Passage provided:
______

Burlington Mayor Miro Weinberger marked the anniversary of his election last Saturday with a public display that suggests he’s getting comfortable in the job. Wearing a gold lamé shirt, silver boots and a flouncy, feathered hat, the sometimes tongue-tied Weinberger waved and swayed as he led the raucous annual Mardi Gras parade through downtown. Hizzoner will never match the flamboyant populism of a showman politician such as former New York City mayor Ed Koch, who died last month. But Weinberger did bust a move on Main Street.
Burlington voters appear to increasingly accept their “fresh start” mayor, too. Even his partisan opponents concede that Weinberger’s popularity rating may have climbed past the 58 percent mark he achieved on Town Meeting Day 2012. That a whopping 72 percent of voters agreed to increase their own taxes last November by approving Weinberger’s “fiscal stability bond” cannot be entirely attributed to the “Obama effect.”

______

Information provided:
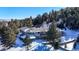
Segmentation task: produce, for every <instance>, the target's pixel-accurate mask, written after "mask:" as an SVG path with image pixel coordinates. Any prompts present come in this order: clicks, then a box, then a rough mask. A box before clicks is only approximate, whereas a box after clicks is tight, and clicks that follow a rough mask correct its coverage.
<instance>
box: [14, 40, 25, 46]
mask: <svg viewBox="0 0 79 59" xmlns="http://www.w3.org/2000/svg"><path fill="white" fill-rule="evenodd" d="M23 44H24V42H22V41H21V40H20V39H19V38H16V41H15V47H18V46H19V47H22V46H23Z"/></svg>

______

Problem set:
1. In the piece on Burlington Mayor Miro Weinberger, what share of voters approved his "fiscal stability bond" last November?
2. Continue the piece on Burlington Mayor Miro Weinberger, picking up right after its final sentence.

Per-task answers:
1. 72 percent

2.
More recently, both Progressive and independent candidates have sought Weinberger’s endorsement in city council elections. Burlington’s tiny Republican coterie likewise finds little to fault in Year One of Weinberger’s three-year tenure. As for the lovestruck local business community, the mayor’s honeymoon period may never come to an end.
“The people of Burlington should be very proud of their mayor,” gushes Tom Torti, head of the Lake Champlain Regional Chamber of Commerce. “He’s done everything he could reasonably be expected to do.”
Not surprisingly, the Republican whom Weinberger trounced in last year’s Democratic landslide offers a less giddy appraisal. “His popularity stands somewhat as a contrast to the unpopularity of Bob Kiss,” suggests Kurt Wright, referring to Burlington’s previous mayor, who declined to run for reelection, ending a long streak of Progressive leadership in Burlington.
Rachel Siegel, a Ward 3 Progressive city councilor, has a similar view. “People were mad at the Progressive Party and glad to have someone else” in office, she says. The Kiss administration was roundly criticized for mismanaging Burlington Telecom as the result of “borrowing” nearly $17 million from the general fund and failing to pay it back in accordance with its state operating license.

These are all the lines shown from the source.